§ **Description of the task**:
Set down exactly the lines running from the line with "of the shallow" to the end of the listing below, both ends included.

## Start

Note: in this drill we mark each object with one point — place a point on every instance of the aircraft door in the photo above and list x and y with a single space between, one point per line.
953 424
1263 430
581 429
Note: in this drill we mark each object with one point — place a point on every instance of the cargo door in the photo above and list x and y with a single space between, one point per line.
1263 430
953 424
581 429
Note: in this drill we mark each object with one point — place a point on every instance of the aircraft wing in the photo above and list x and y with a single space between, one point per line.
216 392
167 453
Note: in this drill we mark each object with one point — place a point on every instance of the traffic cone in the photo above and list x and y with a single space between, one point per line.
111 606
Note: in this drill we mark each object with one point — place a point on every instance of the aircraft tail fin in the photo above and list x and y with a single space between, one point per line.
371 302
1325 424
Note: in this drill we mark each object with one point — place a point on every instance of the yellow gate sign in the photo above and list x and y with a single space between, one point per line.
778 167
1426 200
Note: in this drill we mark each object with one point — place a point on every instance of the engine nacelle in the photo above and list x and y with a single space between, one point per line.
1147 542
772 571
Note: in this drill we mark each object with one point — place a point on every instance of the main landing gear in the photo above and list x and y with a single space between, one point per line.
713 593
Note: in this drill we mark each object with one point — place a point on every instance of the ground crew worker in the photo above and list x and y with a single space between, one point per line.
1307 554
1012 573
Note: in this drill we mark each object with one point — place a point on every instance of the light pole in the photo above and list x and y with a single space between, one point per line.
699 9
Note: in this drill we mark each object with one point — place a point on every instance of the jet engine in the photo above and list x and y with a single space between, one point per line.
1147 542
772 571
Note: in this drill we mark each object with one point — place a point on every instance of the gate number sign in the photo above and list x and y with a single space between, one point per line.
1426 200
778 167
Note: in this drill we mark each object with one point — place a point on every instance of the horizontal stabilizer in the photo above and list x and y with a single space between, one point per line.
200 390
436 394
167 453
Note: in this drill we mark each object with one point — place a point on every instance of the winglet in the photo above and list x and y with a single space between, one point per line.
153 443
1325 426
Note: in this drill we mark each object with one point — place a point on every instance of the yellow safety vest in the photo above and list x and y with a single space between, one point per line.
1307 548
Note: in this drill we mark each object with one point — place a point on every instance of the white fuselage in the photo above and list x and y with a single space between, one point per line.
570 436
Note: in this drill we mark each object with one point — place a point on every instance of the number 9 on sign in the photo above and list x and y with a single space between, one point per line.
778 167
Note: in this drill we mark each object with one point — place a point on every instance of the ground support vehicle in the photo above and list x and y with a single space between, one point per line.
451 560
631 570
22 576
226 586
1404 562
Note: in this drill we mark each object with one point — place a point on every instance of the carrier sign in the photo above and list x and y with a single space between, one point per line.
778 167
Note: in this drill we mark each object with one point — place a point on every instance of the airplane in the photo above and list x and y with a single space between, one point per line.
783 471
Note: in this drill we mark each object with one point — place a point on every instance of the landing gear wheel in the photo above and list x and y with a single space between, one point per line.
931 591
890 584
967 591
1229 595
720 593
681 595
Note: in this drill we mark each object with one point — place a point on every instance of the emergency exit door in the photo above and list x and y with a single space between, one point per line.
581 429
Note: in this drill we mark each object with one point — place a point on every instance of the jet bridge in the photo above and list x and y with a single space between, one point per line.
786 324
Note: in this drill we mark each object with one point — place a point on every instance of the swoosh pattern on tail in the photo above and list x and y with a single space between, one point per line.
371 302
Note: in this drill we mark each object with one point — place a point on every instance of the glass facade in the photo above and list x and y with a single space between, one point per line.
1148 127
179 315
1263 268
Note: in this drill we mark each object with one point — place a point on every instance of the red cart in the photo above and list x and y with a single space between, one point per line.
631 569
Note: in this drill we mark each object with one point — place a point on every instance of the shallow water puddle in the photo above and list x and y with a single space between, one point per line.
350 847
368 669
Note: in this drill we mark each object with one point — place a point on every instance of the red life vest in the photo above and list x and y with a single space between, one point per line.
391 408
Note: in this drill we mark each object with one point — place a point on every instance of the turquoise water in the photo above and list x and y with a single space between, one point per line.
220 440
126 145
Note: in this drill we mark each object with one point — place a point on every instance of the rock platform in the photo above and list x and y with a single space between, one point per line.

## End

§ **Written response**:
Note: in this drill we mark each object with one point — place a point on every instance of the shallow water puddle in the photo above and list x and y with a single space between, one point per line.
350 847
368 669
Note: in this drill we mark each object with one point — place a point on every instance of the red life vest in the photo above and list x and y with a single space between, one point per line.
391 408
Note: in this drill we mark each object with one point — place a point on every instance of the turquoise water in the photo above and list x and y with a single space between, one point per line.
220 440
126 145
Note: in this drill we mark each object with one point — place a point on every instance of the rock platform in the photo above and list x and y with a single space between, one point per line.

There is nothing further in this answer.